### TASK INSTRUCTIONS:
Transcribe only part of the material below: the lines from the one containing "find shoreline |" through the one containing "find green leaf", inclusive, exactly as written.

### GIVEN INFORMATION:
'''
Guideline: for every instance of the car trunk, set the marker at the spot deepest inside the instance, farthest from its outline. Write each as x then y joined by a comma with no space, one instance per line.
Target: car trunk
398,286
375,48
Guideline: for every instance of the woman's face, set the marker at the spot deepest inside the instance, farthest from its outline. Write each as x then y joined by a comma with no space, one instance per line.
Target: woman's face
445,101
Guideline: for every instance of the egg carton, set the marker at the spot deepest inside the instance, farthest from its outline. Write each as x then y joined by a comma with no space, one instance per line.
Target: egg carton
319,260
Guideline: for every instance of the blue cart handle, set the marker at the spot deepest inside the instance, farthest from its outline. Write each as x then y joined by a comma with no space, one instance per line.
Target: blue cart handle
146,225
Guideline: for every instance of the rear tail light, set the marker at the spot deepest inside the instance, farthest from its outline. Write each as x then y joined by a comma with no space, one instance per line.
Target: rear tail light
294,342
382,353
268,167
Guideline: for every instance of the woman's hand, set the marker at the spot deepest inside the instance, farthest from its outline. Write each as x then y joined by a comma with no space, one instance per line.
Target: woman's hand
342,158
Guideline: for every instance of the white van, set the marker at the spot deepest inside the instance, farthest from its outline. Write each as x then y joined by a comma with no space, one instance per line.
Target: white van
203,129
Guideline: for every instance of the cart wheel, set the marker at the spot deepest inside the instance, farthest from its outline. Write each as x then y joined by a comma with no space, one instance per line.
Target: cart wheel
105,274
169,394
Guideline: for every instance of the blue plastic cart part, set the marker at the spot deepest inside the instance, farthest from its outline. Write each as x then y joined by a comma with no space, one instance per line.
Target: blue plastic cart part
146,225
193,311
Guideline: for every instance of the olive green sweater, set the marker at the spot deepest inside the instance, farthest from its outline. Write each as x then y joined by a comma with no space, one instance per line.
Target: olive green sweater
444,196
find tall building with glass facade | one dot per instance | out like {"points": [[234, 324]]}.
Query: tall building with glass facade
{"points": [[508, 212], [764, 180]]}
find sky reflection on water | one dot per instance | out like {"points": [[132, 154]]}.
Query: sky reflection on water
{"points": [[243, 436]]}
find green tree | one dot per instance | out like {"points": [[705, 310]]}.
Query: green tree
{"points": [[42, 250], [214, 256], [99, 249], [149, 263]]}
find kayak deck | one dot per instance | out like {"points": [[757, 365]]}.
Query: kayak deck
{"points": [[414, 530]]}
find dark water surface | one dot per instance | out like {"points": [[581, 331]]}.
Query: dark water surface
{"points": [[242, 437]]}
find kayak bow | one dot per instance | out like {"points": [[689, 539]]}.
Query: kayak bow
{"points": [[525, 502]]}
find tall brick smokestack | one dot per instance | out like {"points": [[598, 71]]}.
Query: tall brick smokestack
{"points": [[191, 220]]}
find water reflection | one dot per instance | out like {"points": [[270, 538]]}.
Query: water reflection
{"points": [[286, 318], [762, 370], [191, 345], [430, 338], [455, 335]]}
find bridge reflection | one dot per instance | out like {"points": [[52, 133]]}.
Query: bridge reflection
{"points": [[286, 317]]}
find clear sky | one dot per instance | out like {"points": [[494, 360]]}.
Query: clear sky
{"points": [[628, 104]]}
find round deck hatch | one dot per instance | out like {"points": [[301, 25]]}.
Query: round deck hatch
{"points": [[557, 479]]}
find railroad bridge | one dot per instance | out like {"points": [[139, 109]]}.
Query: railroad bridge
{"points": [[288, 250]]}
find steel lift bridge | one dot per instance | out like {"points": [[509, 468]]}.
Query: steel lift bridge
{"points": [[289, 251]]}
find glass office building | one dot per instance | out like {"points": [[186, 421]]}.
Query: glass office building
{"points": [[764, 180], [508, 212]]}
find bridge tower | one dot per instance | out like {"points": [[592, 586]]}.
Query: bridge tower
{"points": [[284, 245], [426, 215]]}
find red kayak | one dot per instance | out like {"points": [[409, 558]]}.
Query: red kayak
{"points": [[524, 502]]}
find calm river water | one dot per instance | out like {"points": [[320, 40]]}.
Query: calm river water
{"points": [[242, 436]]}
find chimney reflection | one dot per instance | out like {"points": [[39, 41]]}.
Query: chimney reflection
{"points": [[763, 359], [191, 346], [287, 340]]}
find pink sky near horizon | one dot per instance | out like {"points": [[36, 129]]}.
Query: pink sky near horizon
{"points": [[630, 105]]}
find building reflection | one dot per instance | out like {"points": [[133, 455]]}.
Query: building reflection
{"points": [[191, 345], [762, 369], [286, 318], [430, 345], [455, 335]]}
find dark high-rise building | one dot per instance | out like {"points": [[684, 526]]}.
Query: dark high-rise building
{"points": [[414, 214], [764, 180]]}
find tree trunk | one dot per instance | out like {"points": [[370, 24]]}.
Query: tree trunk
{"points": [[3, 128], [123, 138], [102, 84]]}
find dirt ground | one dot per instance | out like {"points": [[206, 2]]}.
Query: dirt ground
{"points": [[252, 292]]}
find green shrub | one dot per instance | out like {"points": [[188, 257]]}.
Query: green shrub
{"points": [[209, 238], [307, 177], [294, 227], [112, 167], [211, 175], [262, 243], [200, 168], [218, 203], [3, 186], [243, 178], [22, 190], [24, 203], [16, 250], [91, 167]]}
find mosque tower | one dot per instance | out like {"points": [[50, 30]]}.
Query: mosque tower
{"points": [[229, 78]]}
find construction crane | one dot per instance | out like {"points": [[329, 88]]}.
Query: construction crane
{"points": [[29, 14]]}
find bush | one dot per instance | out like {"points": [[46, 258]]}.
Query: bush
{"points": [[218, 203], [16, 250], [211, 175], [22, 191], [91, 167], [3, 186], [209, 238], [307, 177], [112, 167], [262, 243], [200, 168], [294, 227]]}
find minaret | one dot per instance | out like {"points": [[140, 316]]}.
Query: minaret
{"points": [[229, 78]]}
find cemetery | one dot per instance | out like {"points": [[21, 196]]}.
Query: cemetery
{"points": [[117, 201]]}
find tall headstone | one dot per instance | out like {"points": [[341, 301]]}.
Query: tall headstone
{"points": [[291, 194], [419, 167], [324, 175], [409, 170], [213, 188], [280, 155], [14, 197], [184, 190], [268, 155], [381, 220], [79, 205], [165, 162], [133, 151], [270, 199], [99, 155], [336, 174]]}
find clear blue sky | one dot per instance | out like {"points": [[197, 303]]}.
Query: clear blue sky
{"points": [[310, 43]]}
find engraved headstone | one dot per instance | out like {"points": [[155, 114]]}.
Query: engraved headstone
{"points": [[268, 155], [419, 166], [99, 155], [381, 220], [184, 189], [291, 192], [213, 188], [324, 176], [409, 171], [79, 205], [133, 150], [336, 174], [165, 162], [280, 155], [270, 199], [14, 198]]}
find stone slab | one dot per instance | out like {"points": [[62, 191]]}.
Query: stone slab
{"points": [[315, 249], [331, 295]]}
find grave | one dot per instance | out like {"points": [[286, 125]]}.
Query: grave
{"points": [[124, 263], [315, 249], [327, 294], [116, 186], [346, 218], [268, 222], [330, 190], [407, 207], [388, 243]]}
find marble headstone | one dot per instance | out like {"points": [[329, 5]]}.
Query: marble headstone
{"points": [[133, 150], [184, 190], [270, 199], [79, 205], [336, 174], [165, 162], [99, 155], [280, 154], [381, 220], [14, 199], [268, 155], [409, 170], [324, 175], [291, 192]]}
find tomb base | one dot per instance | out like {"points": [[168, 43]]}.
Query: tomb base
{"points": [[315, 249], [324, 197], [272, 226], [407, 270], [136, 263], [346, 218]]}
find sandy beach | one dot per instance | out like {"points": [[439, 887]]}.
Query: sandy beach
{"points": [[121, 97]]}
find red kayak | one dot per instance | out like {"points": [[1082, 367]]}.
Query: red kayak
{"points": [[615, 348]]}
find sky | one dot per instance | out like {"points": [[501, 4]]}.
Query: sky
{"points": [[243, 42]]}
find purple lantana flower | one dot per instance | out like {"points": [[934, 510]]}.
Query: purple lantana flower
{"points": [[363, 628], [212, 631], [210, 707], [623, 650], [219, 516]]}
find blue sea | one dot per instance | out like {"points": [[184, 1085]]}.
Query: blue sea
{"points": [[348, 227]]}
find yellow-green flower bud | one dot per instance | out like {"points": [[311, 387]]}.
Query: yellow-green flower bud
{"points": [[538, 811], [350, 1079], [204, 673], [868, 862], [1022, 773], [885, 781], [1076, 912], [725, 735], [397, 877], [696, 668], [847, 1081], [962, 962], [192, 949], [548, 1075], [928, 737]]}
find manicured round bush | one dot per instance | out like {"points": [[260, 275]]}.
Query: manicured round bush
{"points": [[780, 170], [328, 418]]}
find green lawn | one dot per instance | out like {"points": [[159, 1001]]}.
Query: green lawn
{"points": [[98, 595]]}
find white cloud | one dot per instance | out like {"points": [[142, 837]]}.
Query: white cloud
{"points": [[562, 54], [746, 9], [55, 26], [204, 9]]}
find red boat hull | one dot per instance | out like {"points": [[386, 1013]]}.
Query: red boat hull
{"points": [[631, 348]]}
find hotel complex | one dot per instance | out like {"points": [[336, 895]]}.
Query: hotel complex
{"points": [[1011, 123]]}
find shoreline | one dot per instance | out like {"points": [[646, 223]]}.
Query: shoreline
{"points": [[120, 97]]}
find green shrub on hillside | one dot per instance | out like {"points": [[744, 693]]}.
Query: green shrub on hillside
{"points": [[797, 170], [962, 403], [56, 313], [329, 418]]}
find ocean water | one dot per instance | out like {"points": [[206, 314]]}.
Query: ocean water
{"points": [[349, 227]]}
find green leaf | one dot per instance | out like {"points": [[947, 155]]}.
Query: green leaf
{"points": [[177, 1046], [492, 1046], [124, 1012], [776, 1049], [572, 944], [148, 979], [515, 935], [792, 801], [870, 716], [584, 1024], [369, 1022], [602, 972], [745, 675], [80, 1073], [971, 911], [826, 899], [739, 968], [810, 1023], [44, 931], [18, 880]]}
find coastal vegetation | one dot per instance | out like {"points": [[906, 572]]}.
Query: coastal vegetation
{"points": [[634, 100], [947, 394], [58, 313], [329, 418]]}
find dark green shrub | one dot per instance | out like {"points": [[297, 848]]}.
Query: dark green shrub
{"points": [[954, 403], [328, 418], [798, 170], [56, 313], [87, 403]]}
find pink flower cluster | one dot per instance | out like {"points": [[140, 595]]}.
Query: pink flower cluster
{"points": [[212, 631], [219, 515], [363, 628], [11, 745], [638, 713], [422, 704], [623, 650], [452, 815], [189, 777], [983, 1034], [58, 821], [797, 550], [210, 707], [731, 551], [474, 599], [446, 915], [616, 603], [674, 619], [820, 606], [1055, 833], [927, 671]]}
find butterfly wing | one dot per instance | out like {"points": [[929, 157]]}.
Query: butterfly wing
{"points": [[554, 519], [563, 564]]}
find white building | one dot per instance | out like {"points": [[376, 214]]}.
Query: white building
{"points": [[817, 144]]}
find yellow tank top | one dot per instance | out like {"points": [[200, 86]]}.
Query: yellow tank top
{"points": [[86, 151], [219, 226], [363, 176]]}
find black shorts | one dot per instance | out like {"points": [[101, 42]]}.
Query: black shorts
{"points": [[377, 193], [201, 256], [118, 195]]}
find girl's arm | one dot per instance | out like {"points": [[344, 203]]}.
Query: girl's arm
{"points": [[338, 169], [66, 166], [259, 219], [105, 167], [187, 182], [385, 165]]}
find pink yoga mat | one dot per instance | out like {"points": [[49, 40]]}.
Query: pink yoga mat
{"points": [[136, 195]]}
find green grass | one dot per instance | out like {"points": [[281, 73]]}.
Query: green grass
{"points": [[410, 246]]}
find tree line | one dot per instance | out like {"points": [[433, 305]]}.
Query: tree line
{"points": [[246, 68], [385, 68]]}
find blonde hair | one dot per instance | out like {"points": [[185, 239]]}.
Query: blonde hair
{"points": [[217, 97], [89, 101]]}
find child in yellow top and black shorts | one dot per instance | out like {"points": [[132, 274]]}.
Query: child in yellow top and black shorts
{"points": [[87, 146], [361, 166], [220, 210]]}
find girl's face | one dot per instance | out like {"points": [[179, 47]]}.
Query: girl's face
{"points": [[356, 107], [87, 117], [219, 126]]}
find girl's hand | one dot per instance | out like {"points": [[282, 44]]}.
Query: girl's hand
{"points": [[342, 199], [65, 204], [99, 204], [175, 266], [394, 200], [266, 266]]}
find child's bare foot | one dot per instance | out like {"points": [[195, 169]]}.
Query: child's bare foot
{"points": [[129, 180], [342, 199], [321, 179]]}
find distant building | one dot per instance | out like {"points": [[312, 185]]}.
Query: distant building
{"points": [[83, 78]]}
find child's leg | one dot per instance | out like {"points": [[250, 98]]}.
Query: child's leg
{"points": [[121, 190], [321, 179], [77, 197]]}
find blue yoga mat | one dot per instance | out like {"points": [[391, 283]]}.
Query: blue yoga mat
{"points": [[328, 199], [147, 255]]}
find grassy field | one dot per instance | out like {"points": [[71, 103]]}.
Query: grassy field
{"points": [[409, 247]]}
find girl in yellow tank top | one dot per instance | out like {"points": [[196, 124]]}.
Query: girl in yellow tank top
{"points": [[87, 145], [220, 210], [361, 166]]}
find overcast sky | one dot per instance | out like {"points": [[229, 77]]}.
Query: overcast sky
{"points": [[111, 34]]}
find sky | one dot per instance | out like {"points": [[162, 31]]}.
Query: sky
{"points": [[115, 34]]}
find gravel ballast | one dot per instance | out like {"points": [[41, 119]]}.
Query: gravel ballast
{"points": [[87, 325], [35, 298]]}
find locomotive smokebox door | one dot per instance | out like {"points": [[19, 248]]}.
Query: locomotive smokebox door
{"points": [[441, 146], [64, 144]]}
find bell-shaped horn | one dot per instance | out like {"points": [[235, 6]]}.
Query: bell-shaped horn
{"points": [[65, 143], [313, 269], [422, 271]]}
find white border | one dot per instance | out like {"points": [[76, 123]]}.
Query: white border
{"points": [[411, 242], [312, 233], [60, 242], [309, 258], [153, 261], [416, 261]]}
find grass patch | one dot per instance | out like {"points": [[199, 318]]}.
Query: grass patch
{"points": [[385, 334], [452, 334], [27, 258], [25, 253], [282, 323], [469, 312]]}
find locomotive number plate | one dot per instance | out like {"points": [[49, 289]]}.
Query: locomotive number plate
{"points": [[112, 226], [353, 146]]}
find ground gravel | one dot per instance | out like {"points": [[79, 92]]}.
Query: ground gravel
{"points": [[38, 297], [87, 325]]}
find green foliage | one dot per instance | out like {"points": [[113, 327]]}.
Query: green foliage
'''
### RESPONSE BELOW:
find shoreline | one dot per instance | out like {"points": [[646, 223]]}.
Query: shoreline
{"points": [[120, 97]]}
find green shrub on hillside | one dot per instance | out like {"points": [[744, 693]]}.
Query: green shrub on hillside
{"points": [[797, 170], [962, 403], [56, 313], [329, 418]]}
find ocean water | one dot per instance | out like {"points": [[206, 314]]}.
Query: ocean water
{"points": [[349, 227]]}
find green leaf | one dot per instance | out like {"points": [[947, 155]]}.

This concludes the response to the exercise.